## [ACTIVITY]
Reproduce the complete set of records, exactly as they appear.
● ● ● ●
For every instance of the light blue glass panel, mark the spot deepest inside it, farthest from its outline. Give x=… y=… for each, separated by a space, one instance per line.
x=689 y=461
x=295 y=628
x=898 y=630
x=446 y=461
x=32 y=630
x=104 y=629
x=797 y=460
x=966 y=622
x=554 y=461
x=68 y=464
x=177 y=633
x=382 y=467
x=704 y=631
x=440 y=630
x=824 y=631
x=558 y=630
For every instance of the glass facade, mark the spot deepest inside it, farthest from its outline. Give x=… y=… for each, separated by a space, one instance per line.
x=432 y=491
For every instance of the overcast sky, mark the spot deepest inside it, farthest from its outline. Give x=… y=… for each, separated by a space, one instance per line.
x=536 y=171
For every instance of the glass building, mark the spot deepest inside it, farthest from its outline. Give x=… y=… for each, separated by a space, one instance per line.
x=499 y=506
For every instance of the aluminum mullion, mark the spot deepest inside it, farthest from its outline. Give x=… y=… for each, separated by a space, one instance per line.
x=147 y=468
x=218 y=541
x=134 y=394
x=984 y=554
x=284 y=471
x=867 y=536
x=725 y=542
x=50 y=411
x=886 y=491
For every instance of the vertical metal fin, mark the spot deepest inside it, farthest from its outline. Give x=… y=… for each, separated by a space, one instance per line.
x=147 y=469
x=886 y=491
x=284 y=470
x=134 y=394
● ● ● ●
## [EXERCISE RESULT]
For every instance of the light blue glass panel, mark the spot deepest inside it, farthest from its outline. Give x=… y=… for each, separated by a space, one instance per line.
x=689 y=461
x=295 y=628
x=898 y=630
x=446 y=461
x=32 y=630
x=104 y=629
x=797 y=460
x=966 y=622
x=554 y=461
x=68 y=464
x=177 y=633
x=382 y=467
x=704 y=631
x=440 y=630
x=824 y=631
x=558 y=630
For every instance of the glass facade, mark the spot deepest inside it, farthest from its outline. Give x=… y=… for each, separated by a space, one instance per line.
x=432 y=491
For every instance of the overcast sky, mark the spot deepest inside it, farthest from its outline. Give x=… y=… for each, separated by a space, one instance per line.
x=536 y=171
For every instance of the glass building, mark the spot deepest inside it, farthest from its outline. Give x=… y=… for each, separated by a space, one instance per line.
x=499 y=506
For every instance of the aluminum mullion, mark the spot deepest inside it, farthest from its outline. Give x=… y=… for each, separated by a space, one instance per line.
x=147 y=468
x=218 y=541
x=134 y=394
x=984 y=554
x=284 y=471
x=867 y=536
x=725 y=542
x=50 y=411
x=886 y=491
For every instance of the vertical metal fin, mark the spot deepest inside it, farthest from its outline. Give x=… y=… for each, separated by a space, one instance per line.
x=147 y=469
x=886 y=491
x=284 y=470
x=134 y=394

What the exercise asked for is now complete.